DOCUMENT SEGMENT:
════
At 24, Kim Miller had high expectations when she joined Wal-Mart as a cashier in Ocala, Florida. The company’s motto, our people make the difference, along with regular staff pep rallies, assurances of training and advancement, and an “open-door policy” for airing grievances were all signs of a promising future. But for nine years, Miller’s career stagnated while she watched men with less experience advance. Formal announcements about job openings were erratic. And when she complained that a boss called her a “bitch,” and that male coworkers watched a porn video during work hours, she was told the problem was a “personality conflict,” and no action was taken.

So on June 19 of this year, Miller joined five other current and former female employees of Wal-Mart and took some action of her own. Together, the women filed a lawsuit in San Francisco’s federal court, charging that Wal-Mart Stores Inc., the nation’s largest private employer, has a pervasive and conscious pattern of discriminating against women. And class-action status is being sought for an estimated seven hundred thousand current and former women workers, requesting back pay and unspecified damages and an end to Wal-Mart’s discriminatory practices. It is the biggest employment discrimination lawsuit ever, and though the battle will be long and brutal, a victory could spark major changes in how women everywhere are treated in the workplace.

The suit charges that Wal-Mart has the worst record of advancing women of any major discount retailer. Although 72 percent of its hourly workers are women, they comprise only 37 percent of the company’s managers. In contrast, the suit maintains that at Wal-Mart’s major competitors, women hold more than half of the management jobs. The importance of the lawsuit extends well beyond Wal-Mart because the company is held up as a model by those hoping to ape its success. From a single store in 1962, Wal-Mart has become a retailing legend, with more than four thousand stores and over one million employees worldwide. The chain is now bigger than Sears, J.C. Penney, and Kmart combined, and its enormous profits have made the descendants of founder Sam Walton one of the richest families in the United States.
════
RECORD LIST:
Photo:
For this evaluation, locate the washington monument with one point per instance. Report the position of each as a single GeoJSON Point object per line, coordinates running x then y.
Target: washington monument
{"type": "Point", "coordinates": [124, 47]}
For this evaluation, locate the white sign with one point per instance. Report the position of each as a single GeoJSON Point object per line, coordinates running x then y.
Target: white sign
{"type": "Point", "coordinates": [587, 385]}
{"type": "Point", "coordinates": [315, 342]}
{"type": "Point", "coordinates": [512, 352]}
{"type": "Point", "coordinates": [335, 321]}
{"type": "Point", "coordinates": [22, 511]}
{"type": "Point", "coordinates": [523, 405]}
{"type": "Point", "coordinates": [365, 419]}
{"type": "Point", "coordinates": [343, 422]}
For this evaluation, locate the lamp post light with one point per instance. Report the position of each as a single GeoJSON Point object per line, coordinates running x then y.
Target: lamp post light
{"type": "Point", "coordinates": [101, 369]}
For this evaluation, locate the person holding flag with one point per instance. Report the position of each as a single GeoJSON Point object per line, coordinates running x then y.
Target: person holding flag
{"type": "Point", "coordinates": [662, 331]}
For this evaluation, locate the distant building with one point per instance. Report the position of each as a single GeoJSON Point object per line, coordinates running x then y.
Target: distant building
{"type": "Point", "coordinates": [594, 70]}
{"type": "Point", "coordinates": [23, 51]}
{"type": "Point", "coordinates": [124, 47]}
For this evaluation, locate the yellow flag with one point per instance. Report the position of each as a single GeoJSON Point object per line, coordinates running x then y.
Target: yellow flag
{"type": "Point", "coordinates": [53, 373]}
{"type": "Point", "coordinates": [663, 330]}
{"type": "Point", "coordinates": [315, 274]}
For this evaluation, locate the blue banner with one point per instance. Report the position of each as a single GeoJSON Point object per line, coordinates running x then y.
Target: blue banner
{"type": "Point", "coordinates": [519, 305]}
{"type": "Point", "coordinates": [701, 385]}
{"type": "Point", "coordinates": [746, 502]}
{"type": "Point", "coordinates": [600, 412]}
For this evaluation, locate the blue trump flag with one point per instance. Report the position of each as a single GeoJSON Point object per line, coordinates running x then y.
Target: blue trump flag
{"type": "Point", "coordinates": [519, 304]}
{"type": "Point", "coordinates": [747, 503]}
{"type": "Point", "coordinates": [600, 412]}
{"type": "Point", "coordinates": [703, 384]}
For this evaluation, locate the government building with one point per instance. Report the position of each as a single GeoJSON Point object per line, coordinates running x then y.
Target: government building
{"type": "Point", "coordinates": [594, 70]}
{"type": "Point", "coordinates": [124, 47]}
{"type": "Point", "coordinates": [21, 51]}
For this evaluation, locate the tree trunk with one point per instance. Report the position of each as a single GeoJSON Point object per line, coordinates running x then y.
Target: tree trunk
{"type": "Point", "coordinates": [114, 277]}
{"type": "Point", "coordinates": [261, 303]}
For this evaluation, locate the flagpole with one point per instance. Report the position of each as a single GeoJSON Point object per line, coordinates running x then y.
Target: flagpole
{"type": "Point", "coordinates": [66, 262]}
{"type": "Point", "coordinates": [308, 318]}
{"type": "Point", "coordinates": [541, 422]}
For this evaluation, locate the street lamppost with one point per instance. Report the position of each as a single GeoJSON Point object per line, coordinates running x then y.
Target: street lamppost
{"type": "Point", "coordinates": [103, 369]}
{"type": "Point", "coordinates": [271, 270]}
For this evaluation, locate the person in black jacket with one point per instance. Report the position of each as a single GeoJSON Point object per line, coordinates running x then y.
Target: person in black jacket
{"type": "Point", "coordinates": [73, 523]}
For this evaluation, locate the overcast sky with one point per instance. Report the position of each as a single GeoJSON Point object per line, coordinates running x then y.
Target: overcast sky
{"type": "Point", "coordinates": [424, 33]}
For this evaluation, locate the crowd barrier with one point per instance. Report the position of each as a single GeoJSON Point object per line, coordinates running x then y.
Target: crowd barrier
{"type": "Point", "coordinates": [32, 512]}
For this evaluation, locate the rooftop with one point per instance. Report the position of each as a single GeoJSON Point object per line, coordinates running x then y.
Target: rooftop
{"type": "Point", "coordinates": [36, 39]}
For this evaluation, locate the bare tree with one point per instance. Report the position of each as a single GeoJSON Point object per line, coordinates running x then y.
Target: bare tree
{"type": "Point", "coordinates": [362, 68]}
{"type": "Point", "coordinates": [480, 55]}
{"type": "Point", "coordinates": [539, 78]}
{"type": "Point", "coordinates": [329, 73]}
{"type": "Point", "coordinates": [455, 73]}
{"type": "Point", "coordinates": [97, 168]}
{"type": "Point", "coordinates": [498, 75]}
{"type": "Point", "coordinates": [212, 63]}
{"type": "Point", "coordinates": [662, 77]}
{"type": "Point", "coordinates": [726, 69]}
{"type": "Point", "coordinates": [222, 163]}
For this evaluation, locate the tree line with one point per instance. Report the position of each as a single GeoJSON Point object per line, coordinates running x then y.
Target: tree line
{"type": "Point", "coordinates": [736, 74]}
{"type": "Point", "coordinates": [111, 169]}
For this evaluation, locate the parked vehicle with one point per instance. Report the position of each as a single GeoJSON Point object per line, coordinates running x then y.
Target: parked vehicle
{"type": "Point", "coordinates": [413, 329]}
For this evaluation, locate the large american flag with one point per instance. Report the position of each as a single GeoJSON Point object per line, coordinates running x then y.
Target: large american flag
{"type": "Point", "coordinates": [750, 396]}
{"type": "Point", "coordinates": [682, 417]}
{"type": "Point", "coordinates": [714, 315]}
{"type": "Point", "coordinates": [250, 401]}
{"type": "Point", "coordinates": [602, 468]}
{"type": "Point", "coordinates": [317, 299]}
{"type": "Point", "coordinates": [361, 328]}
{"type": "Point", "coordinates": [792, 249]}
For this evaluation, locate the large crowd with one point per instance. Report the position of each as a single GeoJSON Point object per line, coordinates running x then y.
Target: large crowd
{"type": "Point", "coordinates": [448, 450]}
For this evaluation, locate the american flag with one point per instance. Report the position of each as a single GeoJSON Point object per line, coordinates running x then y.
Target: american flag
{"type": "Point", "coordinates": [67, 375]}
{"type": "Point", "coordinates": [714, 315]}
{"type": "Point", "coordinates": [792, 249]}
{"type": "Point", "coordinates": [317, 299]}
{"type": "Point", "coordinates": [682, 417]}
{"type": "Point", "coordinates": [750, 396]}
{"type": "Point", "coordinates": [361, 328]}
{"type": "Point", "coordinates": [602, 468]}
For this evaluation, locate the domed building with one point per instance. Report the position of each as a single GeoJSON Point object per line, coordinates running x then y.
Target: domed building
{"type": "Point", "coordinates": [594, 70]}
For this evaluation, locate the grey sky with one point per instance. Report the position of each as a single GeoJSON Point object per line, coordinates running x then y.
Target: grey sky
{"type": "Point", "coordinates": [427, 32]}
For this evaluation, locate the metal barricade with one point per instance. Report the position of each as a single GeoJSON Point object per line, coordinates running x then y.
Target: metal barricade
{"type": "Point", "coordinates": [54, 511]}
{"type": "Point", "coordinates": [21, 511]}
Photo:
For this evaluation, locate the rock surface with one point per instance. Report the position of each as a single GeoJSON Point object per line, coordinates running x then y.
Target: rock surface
════
REQUIREMENTS:
Reproduce verbatim the portion of the Wal-Mart lawsuit text above between "So on June 19" and "in the workplace.", inclusive.

RESPONSE TO THIS EXERCISE:
So on June 19 of this year, Miller joined five other current and former female employees of Wal-Mart and took some action of her own. Together, the women filed a lawsuit in San Francisco’s federal court, charging that Wal-Mart Stores Inc., the nation’s largest private employer, has a pervasive and conscious pattern of discriminating against women. And class-action status is being sought for an estimated seven hundred thousand current and former women workers, requesting back pay and unspecified damages and an end to Wal-Mart’s discriminatory practices. It is the biggest employment discrimination lawsuit ever, and though the battle will be long and brutal, a victory could spark major changes in how women everywhere are treated in the workplace.